(YOUR GOAL)
Set down the data below in full, exactly as it reads, but without the pictures.

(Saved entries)

☆ ☆ ☆

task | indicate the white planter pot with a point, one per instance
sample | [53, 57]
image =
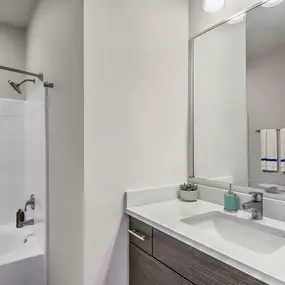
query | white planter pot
[190, 196]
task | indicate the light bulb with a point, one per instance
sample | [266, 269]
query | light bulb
[213, 6]
[272, 3]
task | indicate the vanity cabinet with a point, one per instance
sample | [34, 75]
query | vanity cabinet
[164, 260]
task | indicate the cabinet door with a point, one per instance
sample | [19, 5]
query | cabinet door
[145, 270]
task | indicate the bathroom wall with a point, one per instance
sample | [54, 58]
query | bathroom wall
[12, 166]
[55, 46]
[220, 124]
[12, 54]
[200, 20]
[136, 113]
[266, 101]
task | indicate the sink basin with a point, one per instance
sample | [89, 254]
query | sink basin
[246, 233]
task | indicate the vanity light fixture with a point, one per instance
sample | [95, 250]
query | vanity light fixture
[272, 3]
[237, 19]
[213, 6]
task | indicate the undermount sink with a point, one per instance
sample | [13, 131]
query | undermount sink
[246, 233]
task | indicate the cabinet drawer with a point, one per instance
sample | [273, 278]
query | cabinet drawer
[195, 265]
[141, 235]
[145, 270]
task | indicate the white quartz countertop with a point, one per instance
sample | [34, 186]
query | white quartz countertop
[166, 216]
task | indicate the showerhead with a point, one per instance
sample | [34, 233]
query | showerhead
[17, 86]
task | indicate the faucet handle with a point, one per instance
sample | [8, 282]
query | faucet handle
[256, 196]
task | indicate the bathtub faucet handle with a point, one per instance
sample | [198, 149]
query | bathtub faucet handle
[31, 202]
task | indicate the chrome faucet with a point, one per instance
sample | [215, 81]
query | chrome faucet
[26, 223]
[255, 205]
[31, 202]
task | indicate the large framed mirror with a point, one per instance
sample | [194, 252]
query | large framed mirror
[237, 101]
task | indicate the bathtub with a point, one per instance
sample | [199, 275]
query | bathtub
[21, 257]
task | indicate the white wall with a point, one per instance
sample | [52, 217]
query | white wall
[200, 20]
[220, 118]
[35, 156]
[12, 167]
[55, 47]
[12, 54]
[266, 101]
[136, 101]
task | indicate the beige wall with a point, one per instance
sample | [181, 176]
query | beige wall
[136, 103]
[200, 21]
[55, 46]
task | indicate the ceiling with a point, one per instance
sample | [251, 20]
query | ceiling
[16, 12]
[265, 29]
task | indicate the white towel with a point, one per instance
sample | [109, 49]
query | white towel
[269, 150]
[282, 150]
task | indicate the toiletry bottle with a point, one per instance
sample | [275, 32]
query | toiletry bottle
[231, 202]
[20, 217]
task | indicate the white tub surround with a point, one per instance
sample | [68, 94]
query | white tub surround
[165, 214]
[20, 255]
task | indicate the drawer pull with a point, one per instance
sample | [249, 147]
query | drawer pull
[137, 235]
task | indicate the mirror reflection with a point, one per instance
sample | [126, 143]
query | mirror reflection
[239, 99]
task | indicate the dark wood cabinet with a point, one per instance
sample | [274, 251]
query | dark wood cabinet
[195, 265]
[145, 270]
[163, 260]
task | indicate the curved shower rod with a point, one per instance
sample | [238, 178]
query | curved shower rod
[39, 75]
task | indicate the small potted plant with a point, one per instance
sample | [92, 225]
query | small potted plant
[188, 192]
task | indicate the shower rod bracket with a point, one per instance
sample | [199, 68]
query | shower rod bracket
[48, 84]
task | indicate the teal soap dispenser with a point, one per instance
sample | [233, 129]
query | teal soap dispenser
[231, 202]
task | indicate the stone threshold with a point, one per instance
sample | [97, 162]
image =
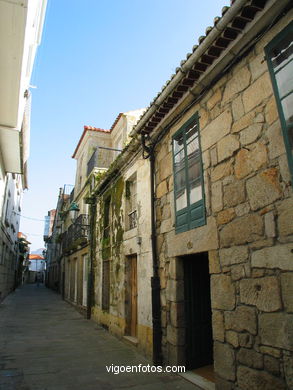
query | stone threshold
[198, 380]
[131, 340]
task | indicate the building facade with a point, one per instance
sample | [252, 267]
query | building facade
[21, 29]
[221, 135]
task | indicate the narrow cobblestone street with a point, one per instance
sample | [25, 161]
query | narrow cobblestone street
[46, 345]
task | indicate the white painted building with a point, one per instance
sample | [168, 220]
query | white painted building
[21, 25]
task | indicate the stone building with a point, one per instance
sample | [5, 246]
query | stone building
[122, 250]
[220, 132]
[95, 152]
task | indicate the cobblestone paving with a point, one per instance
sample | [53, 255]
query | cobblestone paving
[46, 345]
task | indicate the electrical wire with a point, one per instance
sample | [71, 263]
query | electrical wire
[33, 219]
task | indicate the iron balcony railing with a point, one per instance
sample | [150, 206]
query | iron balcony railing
[132, 219]
[93, 162]
[77, 233]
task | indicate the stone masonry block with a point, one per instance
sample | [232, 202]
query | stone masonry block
[264, 293]
[242, 230]
[250, 358]
[257, 92]
[234, 193]
[237, 108]
[279, 256]
[237, 84]
[276, 140]
[225, 216]
[227, 146]
[276, 330]
[271, 111]
[232, 338]
[270, 227]
[216, 130]
[250, 160]
[162, 189]
[242, 319]
[175, 290]
[285, 218]
[218, 325]
[222, 292]
[224, 360]
[243, 122]
[214, 262]
[222, 170]
[175, 336]
[251, 379]
[263, 189]
[287, 290]
[251, 134]
[217, 196]
[233, 255]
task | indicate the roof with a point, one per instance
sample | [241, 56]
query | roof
[210, 47]
[35, 257]
[116, 120]
[85, 129]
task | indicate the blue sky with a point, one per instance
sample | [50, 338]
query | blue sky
[98, 58]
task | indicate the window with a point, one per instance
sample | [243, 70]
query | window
[279, 54]
[131, 207]
[188, 180]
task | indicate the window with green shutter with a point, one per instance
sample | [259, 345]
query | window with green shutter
[188, 177]
[279, 54]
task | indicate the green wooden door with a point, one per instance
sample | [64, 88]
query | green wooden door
[199, 342]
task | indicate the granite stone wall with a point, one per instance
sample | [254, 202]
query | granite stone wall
[248, 235]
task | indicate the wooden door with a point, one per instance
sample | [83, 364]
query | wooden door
[85, 280]
[199, 341]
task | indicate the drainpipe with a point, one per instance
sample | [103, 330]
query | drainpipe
[91, 257]
[155, 279]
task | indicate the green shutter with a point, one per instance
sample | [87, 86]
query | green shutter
[190, 190]
[280, 44]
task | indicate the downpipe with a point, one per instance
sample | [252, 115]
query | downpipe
[155, 279]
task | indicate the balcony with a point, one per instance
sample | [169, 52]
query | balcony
[92, 163]
[77, 233]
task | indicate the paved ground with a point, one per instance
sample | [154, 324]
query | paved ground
[46, 345]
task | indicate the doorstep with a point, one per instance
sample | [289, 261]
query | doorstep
[131, 340]
[202, 377]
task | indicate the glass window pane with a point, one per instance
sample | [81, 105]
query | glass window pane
[181, 200]
[284, 79]
[287, 105]
[179, 158]
[191, 131]
[282, 53]
[192, 147]
[194, 170]
[195, 192]
[180, 181]
[178, 143]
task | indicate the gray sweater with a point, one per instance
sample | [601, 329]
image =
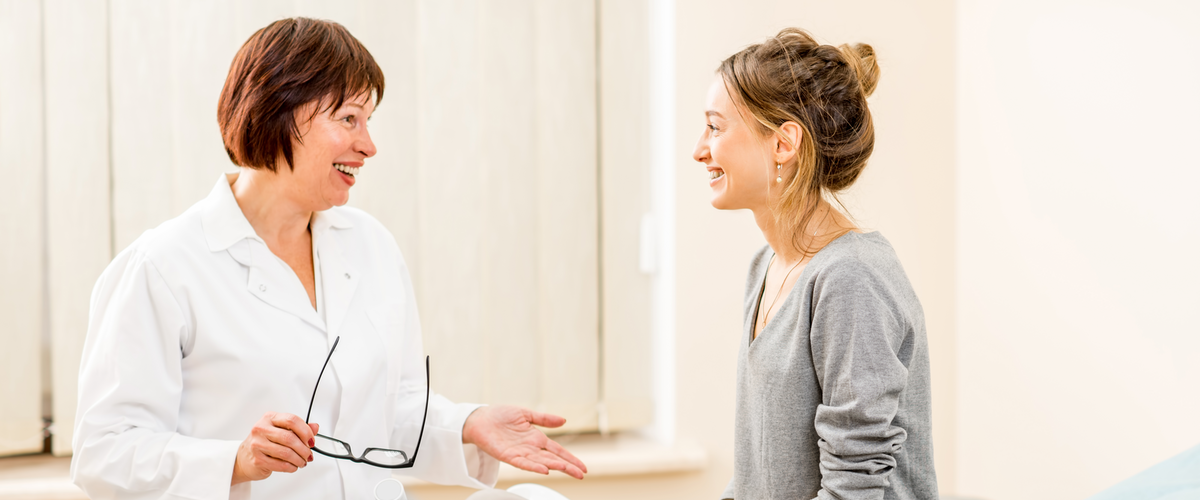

☆ ☆ ☆

(PROBLEM SOLUTION)
task | indicate the white planter pot with a point, one per instance
sample | [53, 57]
image =
query | white planter pot
[190, 196]
task | indicate the light bulb with a point, one per instance
sample | [266, 269]
query | light bulb
[213, 6]
[272, 3]
task | indicate the vanity cabinet with a point, one per instance
sample | [34, 75]
query | vanity cabinet
[164, 260]
task | indicate the cabinet door with a point, one per instance
sample | [19, 5]
query | cabinet door
[145, 270]
task | indicate the bathroom wall with a point, one per instance
sample | [54, 58]
query | bathroom wall
[12, 166]
[55, 46]
[220, 124]
[12, 54]
[200, 20]
[136, 113]
[266, 101]
task | indicate the sink basin with a point, one per instance
sample | [89, 254]
query | sink basin
[246, 233]
task | indicate the vanity light fixture with a point, one per instance
sample | [95, 250]
query | vanity light fixture
[272, 3]
[237, 19]
[213, 6]
task | indicate the undermount sink with a point, one per instance
sample | [13, 131]
query | undermount sink
[246, 233]
task | indicate the cabinet drawer with a point, one per instance
sample | [273, 278]
query | cabinet drawer
[195, 265]
[141, 235]
[145, 270]
task | indicate the white quartz countertop with a point, one per instance
sample | [34, 186]
query | white quartz countertop
[166, 216]
task | indicate the showerhead with a point, one per instance
sample | [34, 233]
query | showerhead
[17, 86]
task | indicate the faucet handle with a point, one per instance
sample | [8, 282]
query | faucet handle
[256, 196]
task | indicate the bathtub faucet handle with a point, one per instance
sample | [198, 149]
query | bathtub faucet handle
[31, 202]
task | indicate the chrome faucet with a point, one per instance
sample | [215, 81]
query | chrome faucet
[26, 223]
[255, 205]
[31, 202]
task | indicate the large framed mirror with a point, one per instance
sample | [194, 252]
query | large framed mirror
[237, 101]
task | indicate the bathtub with a point, one per instance
sample | [199, 275]
query | bathtub
[21, 257]
task | indicate the white wall with a point, one per instance
sample | [52, 217]
query | white wall
[200, 20]
[220, 118]
[35, 156]
[12, 167]
[55, 47]
[12, 54]
[266, 101]
[136, 101]
task | indicate the beige wall with a point, one per instance
sample | [181, 176]
query | beige wall
[136, 103]
[200, 21]
[55, 46]
task | indicate the ceiling with a point, one per instance
sample | [251, 20]
query | ceiling
[16, 12]
[265, 29]
task | indicate the white towel with a point, one per instance
sample | [109, 49]
query | white towel
[269, 150]
[282, 150]
task | indicate the toiletry bottle with a point, one per instance
sample | [275, 32]
query | toiletry bottle
[231, 202]
[20, 217]
task | indicate the white tub surround with a point, one per instance
sample | [68, 94]
query | white tub surround
[165, 214]
[20, 255]
task | indicate the drawer pull with a point, one per instance
sample | [249, 147]
query | drawer pull
[137, 235]
task | indicate the mirror reflection with a point, one per instance
sample | [126, 143]
query | mirror reflection
[239, 99]
task | indicate the dark wood cabinet with a point, one per instance
sample | [274, 251]
query | dark wood cabinet
[195, 265]
[145, 270]
[163, 260]
task | indicate the curved shower rod with a point, one per instance
sample | [238, 178]
query | curved shower rod
[39, 75]
task | indicate the small potted plant with a point, one per instance
sample | [92, 225]
query | small potted plant
[188, 192]
task | indicate the shower rod bracket with a point, one per instance
sample | [199, 68]
query | shower rod bracket
[48, 84]
task | indicate the teal soap dispenser with a point, one per instance
sample | [233, 129]
query | teal soap dispenser
[231, 202]
task | indicate the stone threshold with a point, one per instance
sample | [97, 162]
image =
query | stone threshold
[198, 380]
[131, 340]
task | indicate the building facade with a point, one per instance
sample | [252, 267]
query | building facade
[21, 29]
[221, 135]
task | indicate the narrow cobblestone street with a point, one per instance
sample | [25, 161]
query | narrow cobblestone street
[46, 345]
task | indicate the white painted building with a point, one per instance
sample | [168, 220]
query | white painted building
[21, 25]
task | indicate the stone building with a point, one per instance
sample | [5, 246]
query | stone building
[122, 250]
[220, 132]
[95, 152]
task | indicate the cobblestone paving with a point, one per instance
sample | [53, 255]
query | cobblestone paving
[46, 345]
task | indicate the electrical wire with a point, one per instance
sample | [71, 263]
query | electrical wire
[33, 219]
task | indicate the iron balcony railing with a point, one per instance
sample | [150, 206]
query | iron balcony railing
[132, 219]
[93, 162]
[77, 233]
task | indicate the stone masonry block with a point, one per instance
sample | [232, 202]
query | stone masonry block
[264, 293]
[242, 230]
[250, 358]
[257, 92]
[234, 193]
[237, 108]
[279, 256]
[237, 84]
[276, 140]
[225, 216]
[227, 146]
[276, 330]
[271, 111]
[232, 338]
[270, 227]
[216, 130]
[250, 160]
[162, 189]
[242, 319]
[175, 290]
[285, 218]
[218, 325]
[222, 292]
[224, 360]
[243, 122]
[214, 262]
[222, 170]
[175, 336]
[251, 379]
[263, 189]
[287, 290]
[251, 134]
[217, 196]
[233, 255]
task | indicate the roof with a point, one per instance
sample | [241, 56]
query | roof
[210, 47]
[35, 257]
[116, 120]
[85, 129]
task | indicate the blue sky with a point, one per instance
sample | [50, 338]
query | blue sky
[98, 58]
task | indicate the window with a point, one per instance
sample | [243, 70]
query | window
[279, 54]
[131, 207]
[188, 180]
task | indicate the window with green shutter with a point, one per instance
sample | [259, 345]
query | window with green shutter
[188, 177]
[279, 54]
task | indicate the green wooden door with a point, one per instance
sample | [64, 88]
query | green wooden door
[199, 342]
task | indicate the granite stone wall with a point, one per instance
sample | [254, 202]
query | granite stone wall
[248, 235]
task | indicate the wooden door with a point, one per instance
sample | [83, 364]
query | wooden door
[85, 280]
[199, 341]
task | indicate the drainpipe with a point, one per instance
sample | [103, 330]
query | drainpipe
[91, 257]
[155, 279]
task | indicate the green shutter with a point, one per instance
sample | [87, 86]
query | green shutter
[190, 190]
[280, 44]
task | indicate the downpipe with a point, one per instance
sample | [252, 115]
query | downpipe
[155, 279]
task | indicate the balcony with a point, one per instance
sample | [169, 52]
query | balcony
[92, 163]
[77, 233]
task | indicate the paved ground with a point, one per instance
sample | [154, 324]
query | paved ground
[46, 345]
task | indicate the doorstep with a point, one per instance
sample | [289, 261]
query | doorstep
[131, 340]
[202, 377]
task | indicate the glass window pane with a point, one per instance
sample | [81, 105]
query | glass window pane
[181, 200]
[284, 79]
[287, 105]
[179, 158]
[191, 131]
[282, 53]
[192, 147]
[194, 170]
[195, 192]
[180, 181]
[178, 143]
task | indicate the gray sweater with a point, one per instance
sample | [601, 329]
image =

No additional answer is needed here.